+++ Exercise inputs +++

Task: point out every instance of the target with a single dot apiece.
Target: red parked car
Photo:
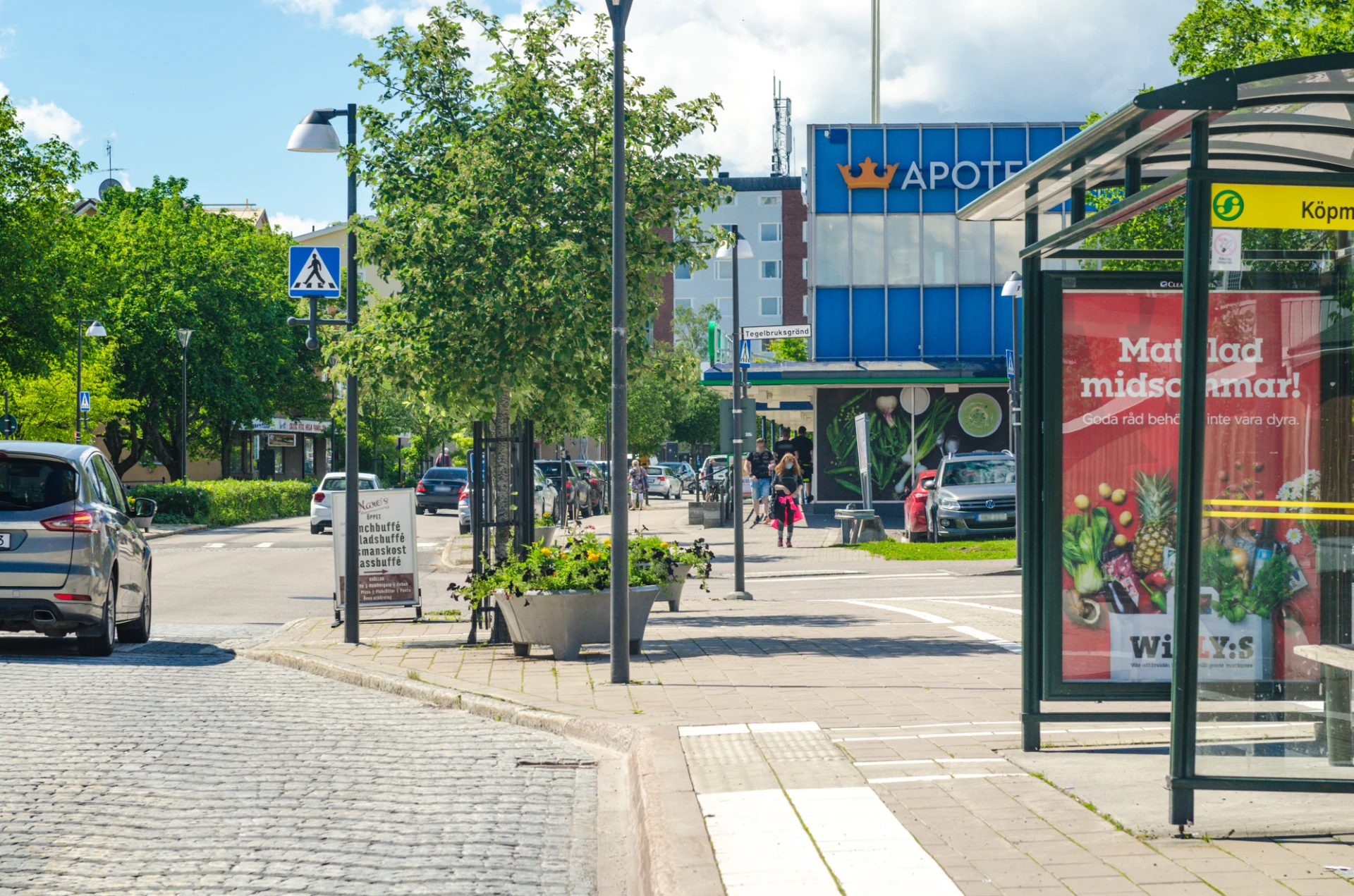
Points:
(915, 508)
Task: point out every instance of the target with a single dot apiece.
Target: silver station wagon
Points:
(72, 557)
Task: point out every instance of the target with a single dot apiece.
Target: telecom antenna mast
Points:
(781, 135)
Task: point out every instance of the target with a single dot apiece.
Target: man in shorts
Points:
(757, 465)
(805, 453)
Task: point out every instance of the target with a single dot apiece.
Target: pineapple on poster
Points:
(1120, 443)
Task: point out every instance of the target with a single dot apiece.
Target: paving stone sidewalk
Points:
(803, 715)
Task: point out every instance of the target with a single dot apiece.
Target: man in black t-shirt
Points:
(759, 465)
(805, 451)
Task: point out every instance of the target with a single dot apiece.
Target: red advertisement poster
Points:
(1260, 591)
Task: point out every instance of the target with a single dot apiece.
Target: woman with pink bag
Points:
(786, 512)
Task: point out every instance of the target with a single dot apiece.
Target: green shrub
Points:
(228, 501)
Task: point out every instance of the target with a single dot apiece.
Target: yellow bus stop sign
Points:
(1283, 206)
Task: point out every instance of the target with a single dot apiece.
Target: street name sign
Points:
(313, 271)
(786, 332)
(388, 548)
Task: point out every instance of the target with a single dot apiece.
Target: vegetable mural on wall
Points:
(910, 429)
(1258, 585)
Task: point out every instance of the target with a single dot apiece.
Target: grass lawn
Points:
(891, 550)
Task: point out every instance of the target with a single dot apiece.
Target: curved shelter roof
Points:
(1295, 116)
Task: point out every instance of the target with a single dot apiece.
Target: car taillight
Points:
(78, 522)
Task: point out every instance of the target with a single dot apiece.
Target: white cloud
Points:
(955, 61)
(44, 121)
(295, 225)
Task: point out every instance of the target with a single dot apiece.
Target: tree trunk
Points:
(501, 458)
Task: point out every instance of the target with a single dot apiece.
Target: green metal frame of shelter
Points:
(1288, 122)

+++

• _Assignment_: Reproduce all entries exactly. Pictures do not belong in the copy.

• _Result of this exercise_:
Task: point out every instance of the target with a single dot apiece.
Target: red parked car
Photo:
Points:
(915, 508)
Task: point out every instance of the target with a single dot apiece.
Target: silver station wagon
Points:
(72, 557)
Task: point out every instance of the target with a single dot apiece.
Target: telecom antenna mast
Points:
(781, 135)
Task: point out every instance of the target with a single dot apiece.
Target: man in shorts
Points:
(757, 465)
(805, 453)
Task: point out every instance of the target with a single dot apiece.
Target: pineapple on poster
Points:
(1120, 443)
Task: point out every instance of the target with a single dot apiece.
Target: paving stone sidewalk
Points:
(803, 715)
Task: point out every instance of the target with a single dot apiece.
Target: man in black t-shirt
Points:
(759, 465)
(805, 451)
Task: point out every instance of the target with a single dot apiece.
Target: red advertisement poster
Points:
(1260, 591)
Task: point out every instance of the target with a single dot apiece.
Target: woman with pink bag
Points:
(786, 512)
Task: point out every instance of the target with a single dot apiece.
Target: green shrub
Points:
(228, 501)
Task: point out every instance of the target with a single dot apiece.
Target: yellow bus stop sign
Points:
(1283, 206)
Task: point out every instance of the target with a single dot apiece.
Target: street name sign
Points:
(313, 271)
(786, 332)
(388, 548)
Task: point out every instance of the target with a single dot apiece.
Target: vegetable mural on wall
Points:
(910, 429)
(1258, 585)
Task: point out every instance of the target with a single dot apiece.
Target: grass lawn
Points:
(891, 550)
Task: point out every instance of the target with a single dot apiece.
Target: curved shelter roof
Points:
(1295, 116)
Task: point out every instance of the target with a single dot apiece.
Target: car taillight
Points:
(78, 522)
Task: point out every instance of the target with a single dot apiece.
Target: white cloud
Points:
(955, 61)
(44, 121)
(295, 225)
Task: point out every instance of the target with a single dot apiece.
Target: tree trunk
Points:
(501, 458)
Task: point out every instance of the target with a single dot apiece.
Target: green metal frame of shelter
Points:
(1288, 122)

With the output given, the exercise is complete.